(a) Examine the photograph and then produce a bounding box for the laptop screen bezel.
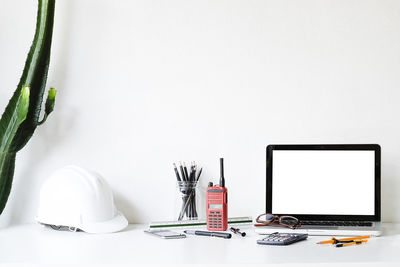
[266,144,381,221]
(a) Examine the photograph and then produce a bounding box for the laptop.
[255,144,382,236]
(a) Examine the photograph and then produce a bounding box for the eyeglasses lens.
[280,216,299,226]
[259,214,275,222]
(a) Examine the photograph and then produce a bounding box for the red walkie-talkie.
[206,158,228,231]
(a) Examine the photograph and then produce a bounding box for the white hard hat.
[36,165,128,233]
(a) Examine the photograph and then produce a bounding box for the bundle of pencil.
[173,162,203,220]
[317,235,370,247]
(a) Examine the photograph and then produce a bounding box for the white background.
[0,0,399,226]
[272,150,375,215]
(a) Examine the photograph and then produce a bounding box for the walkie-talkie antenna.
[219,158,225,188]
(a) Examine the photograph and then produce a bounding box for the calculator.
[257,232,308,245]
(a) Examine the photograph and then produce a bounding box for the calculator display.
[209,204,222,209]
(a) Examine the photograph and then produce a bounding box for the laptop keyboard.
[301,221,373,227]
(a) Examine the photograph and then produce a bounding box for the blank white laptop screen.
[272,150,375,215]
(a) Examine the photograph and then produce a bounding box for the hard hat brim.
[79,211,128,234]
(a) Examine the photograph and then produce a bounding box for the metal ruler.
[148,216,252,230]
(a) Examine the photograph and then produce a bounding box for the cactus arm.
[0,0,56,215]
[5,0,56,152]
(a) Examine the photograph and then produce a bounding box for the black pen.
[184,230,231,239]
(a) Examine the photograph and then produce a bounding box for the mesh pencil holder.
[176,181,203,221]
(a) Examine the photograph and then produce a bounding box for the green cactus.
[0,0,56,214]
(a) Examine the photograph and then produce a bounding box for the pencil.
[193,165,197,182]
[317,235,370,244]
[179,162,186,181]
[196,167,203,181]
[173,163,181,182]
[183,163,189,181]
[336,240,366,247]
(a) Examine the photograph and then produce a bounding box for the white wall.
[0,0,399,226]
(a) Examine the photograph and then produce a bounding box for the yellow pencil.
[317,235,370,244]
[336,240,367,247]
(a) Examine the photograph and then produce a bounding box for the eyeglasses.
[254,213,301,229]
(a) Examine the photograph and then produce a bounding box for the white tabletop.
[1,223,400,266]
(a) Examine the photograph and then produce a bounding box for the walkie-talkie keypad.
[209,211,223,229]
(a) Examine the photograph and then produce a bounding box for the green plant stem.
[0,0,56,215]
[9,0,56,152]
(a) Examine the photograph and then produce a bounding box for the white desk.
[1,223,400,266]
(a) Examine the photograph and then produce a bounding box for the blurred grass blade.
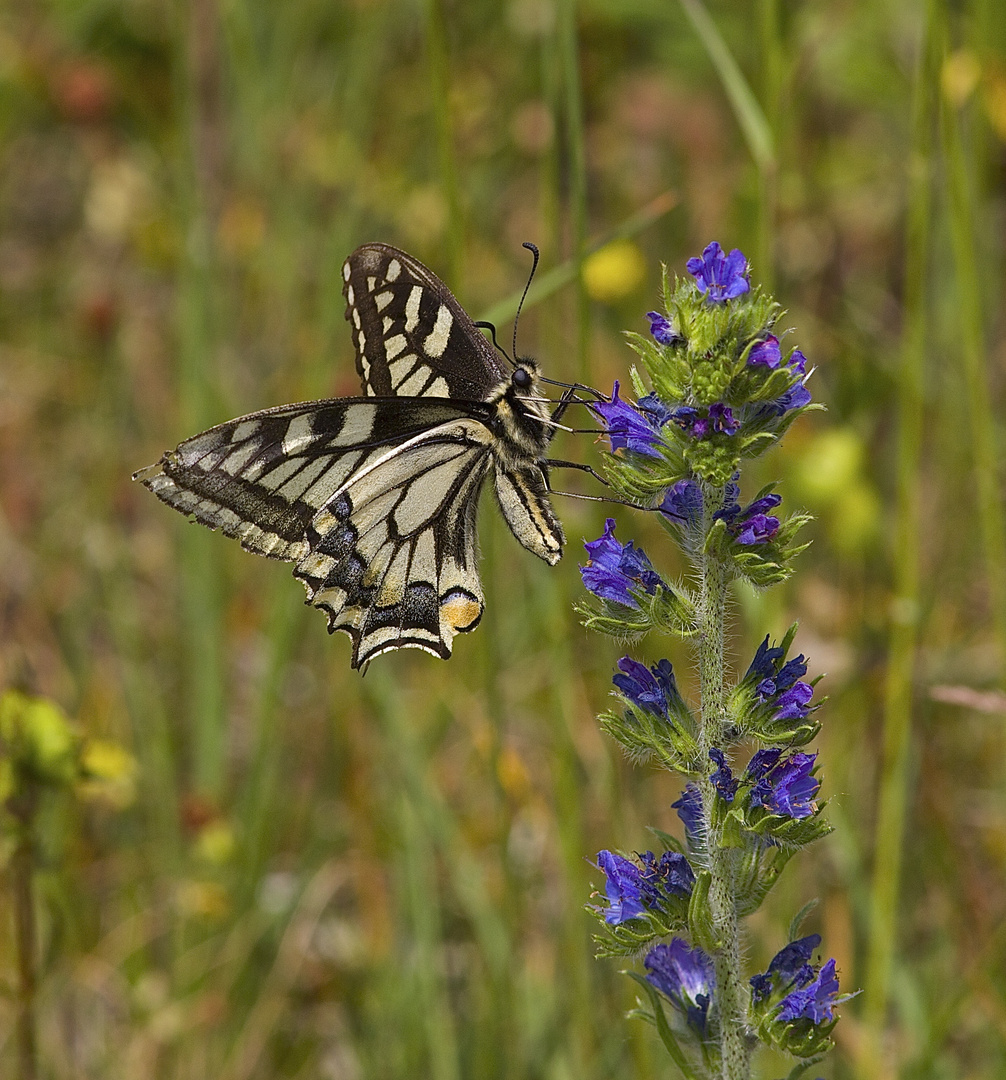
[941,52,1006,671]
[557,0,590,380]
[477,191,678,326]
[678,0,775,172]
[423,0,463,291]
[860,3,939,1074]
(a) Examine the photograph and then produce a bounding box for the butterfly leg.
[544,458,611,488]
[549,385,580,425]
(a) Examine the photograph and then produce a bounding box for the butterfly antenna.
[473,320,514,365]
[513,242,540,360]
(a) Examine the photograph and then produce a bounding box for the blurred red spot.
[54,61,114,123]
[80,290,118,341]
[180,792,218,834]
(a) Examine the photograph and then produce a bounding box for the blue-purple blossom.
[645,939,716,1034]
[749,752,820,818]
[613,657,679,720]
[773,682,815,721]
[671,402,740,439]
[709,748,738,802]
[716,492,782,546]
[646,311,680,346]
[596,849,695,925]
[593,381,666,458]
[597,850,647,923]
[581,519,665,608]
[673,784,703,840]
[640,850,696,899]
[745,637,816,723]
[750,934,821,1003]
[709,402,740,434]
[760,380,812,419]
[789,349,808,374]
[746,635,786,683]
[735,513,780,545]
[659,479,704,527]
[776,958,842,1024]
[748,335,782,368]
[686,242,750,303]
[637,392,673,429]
* * *
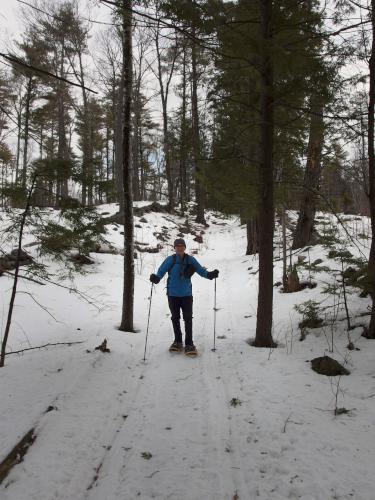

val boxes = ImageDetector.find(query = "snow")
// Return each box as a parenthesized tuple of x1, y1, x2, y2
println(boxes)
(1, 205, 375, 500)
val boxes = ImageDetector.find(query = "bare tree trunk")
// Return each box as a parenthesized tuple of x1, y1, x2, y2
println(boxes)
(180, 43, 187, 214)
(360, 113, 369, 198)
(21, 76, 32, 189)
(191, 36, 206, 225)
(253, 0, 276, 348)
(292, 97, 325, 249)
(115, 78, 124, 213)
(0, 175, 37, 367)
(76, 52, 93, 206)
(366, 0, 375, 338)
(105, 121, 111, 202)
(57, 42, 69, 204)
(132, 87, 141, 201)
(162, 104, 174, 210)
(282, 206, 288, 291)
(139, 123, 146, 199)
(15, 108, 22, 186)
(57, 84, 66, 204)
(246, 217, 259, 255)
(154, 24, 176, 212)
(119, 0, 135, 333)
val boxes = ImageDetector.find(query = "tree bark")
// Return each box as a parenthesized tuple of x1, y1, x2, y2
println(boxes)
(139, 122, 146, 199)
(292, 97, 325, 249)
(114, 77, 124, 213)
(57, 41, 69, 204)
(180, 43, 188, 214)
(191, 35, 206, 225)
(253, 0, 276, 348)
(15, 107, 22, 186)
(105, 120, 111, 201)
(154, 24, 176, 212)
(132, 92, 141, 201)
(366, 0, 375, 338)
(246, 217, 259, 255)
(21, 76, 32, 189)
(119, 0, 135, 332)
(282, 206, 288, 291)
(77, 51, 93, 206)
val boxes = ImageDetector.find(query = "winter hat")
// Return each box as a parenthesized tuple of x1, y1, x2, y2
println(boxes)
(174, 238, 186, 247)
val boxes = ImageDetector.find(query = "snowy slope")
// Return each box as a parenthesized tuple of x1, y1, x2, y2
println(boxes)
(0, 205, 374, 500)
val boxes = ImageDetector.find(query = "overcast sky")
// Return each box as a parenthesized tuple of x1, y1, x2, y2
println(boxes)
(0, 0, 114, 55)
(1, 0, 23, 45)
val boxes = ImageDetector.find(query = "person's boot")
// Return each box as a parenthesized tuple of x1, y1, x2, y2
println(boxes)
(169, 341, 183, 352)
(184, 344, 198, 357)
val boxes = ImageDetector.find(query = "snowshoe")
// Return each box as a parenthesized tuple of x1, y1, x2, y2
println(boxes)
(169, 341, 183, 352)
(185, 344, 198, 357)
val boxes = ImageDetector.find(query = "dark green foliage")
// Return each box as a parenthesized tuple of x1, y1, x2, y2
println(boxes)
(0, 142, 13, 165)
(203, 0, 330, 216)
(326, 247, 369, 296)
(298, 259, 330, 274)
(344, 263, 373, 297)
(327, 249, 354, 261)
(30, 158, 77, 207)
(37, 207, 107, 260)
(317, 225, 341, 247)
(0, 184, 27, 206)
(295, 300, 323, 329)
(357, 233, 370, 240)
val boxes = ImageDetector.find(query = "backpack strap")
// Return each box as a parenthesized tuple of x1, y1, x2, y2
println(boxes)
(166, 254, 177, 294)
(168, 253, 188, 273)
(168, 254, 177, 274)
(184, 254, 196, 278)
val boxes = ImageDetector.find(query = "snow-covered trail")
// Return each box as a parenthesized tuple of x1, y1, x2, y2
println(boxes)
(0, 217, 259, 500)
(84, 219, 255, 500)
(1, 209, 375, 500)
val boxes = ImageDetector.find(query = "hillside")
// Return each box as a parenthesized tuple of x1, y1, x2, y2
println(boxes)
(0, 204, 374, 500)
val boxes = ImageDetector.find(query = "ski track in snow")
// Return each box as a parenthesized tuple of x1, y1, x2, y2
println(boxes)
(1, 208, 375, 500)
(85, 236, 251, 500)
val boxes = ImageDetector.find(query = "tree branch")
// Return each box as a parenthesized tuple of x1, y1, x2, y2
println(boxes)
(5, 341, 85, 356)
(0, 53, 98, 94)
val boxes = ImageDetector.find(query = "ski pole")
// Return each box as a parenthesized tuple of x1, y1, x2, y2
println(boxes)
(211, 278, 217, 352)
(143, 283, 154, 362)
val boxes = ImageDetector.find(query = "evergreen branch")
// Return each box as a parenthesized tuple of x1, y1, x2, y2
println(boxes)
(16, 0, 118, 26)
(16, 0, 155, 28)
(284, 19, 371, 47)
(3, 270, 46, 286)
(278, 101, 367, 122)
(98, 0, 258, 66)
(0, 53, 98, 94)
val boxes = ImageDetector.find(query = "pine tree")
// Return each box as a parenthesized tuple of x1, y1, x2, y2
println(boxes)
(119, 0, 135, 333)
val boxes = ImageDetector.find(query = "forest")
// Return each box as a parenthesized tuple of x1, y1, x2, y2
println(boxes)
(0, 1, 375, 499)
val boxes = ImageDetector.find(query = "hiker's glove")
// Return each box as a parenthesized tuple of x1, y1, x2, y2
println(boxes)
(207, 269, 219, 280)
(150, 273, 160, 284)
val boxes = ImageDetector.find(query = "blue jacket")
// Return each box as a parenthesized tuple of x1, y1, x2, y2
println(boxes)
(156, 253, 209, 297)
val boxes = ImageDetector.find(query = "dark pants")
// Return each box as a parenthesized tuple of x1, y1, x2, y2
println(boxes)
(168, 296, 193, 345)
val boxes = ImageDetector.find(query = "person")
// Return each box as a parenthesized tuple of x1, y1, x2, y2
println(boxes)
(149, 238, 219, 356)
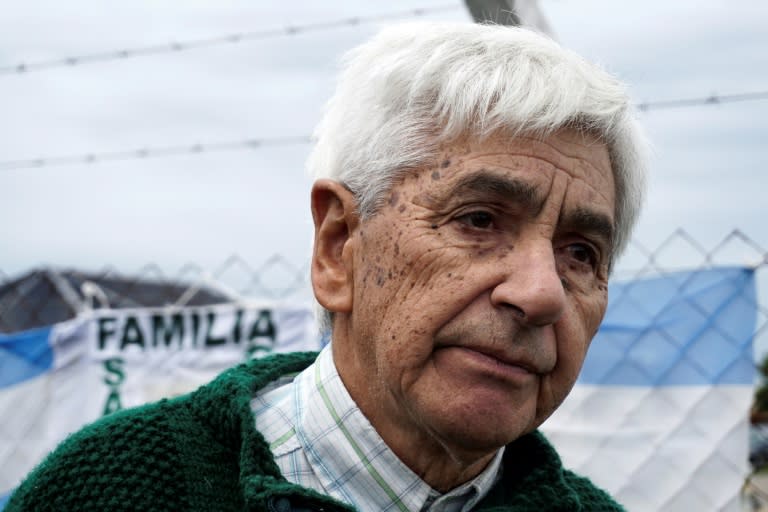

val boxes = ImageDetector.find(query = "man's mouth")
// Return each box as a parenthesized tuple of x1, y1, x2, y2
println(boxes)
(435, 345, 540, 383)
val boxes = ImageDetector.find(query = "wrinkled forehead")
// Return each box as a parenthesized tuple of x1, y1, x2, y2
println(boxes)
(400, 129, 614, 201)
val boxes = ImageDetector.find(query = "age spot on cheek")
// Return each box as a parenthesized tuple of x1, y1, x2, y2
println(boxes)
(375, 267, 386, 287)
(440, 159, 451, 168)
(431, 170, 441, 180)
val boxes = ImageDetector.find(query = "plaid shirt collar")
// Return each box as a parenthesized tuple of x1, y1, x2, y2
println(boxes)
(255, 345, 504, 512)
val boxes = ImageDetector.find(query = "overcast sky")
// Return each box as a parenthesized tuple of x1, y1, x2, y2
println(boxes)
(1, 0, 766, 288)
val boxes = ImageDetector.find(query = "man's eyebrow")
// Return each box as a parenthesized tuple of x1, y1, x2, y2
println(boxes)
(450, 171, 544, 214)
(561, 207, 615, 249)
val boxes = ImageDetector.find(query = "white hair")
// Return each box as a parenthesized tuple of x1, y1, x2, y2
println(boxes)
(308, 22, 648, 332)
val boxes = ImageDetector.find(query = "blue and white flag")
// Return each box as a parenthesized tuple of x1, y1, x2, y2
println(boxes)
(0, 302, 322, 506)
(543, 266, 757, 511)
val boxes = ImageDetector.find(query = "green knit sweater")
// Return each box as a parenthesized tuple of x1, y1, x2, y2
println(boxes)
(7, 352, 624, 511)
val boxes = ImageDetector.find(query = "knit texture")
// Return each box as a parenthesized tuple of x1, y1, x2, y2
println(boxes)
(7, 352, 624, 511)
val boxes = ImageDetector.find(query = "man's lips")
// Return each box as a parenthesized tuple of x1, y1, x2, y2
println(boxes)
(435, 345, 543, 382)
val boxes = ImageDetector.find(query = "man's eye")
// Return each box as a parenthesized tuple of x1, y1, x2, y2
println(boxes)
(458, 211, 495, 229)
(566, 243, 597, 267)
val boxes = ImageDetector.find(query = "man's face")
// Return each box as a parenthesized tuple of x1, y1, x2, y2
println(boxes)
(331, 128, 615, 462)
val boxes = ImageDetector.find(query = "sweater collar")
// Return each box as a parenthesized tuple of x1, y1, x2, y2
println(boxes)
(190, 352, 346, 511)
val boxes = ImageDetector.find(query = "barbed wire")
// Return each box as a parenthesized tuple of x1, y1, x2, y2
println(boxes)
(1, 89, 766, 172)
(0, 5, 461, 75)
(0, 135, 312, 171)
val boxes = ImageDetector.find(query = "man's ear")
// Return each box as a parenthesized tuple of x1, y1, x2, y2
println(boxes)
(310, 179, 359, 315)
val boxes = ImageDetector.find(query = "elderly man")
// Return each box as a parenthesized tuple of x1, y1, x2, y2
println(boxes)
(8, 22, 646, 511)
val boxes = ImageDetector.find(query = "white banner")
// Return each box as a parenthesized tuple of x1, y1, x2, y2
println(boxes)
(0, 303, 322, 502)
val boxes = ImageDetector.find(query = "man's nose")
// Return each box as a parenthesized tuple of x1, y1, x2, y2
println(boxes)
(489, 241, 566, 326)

Your goal:
Which lines of the material contain "collar"? List them.

Output for this exercise:
val boxes = ImageDetector.find(query = "plaid shirt collar")
val boxes = ImageDetector.find(query = "sweater collar")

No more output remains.